━━━ MATERIAL SHOWN
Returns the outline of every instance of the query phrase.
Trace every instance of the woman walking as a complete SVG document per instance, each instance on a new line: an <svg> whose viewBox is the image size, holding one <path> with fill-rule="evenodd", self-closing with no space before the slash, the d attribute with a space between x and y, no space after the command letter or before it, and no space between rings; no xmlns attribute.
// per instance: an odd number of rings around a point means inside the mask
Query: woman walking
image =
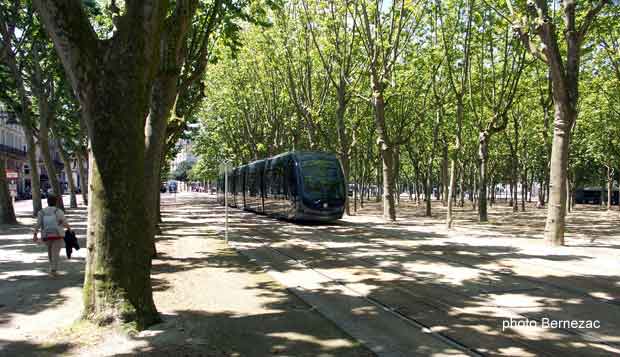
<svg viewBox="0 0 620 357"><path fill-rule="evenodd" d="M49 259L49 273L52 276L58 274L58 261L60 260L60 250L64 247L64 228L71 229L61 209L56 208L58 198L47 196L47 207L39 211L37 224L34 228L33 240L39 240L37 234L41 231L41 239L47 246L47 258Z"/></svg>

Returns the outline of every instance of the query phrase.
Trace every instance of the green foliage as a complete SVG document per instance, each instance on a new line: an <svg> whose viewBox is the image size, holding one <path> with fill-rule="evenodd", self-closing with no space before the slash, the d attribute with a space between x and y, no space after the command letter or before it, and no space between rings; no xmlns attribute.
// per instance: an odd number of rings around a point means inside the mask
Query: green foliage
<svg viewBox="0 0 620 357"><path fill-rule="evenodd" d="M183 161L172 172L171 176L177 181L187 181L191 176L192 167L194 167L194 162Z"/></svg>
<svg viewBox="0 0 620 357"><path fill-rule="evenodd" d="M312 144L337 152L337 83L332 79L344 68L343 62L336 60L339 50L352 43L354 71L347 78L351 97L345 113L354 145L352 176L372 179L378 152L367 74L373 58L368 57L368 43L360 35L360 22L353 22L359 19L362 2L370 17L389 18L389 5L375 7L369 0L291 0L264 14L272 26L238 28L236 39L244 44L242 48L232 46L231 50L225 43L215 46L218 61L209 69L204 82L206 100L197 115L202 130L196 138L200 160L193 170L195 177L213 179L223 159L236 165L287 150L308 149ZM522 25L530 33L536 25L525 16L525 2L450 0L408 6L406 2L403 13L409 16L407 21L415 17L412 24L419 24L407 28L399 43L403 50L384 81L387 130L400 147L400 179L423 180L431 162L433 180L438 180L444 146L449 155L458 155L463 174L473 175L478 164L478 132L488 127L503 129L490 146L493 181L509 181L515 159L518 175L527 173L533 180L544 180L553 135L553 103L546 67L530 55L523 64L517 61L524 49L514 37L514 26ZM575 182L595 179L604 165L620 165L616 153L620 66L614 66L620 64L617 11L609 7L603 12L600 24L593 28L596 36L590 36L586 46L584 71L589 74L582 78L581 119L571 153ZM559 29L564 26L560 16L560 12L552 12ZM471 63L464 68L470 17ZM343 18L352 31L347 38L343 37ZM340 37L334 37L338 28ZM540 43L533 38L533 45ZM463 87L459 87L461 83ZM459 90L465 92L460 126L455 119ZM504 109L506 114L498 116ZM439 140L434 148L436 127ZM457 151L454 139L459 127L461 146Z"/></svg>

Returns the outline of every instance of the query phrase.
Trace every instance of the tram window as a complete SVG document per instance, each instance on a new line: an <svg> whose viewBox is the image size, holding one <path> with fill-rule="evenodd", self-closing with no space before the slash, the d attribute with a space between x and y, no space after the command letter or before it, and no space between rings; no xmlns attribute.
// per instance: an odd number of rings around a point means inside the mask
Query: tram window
━━━━━━
EXERCISE REQUIREMENTS = Every line of the records above where the string "woman" is found should be copied.

RESPONSE FOR THIS EXERCISE =
Trace every instance of the woman walking as a complete SVG document per instance, each instance on a new line: an <svg> whose viewBox is the image size, holding one <path> with fill-rule="evenodd", self-closing with no space before the slash, the d attribute with a space between x and y, no space after the command letter or before it, and no space between rings; no xmlns attribute.
Query: woman walking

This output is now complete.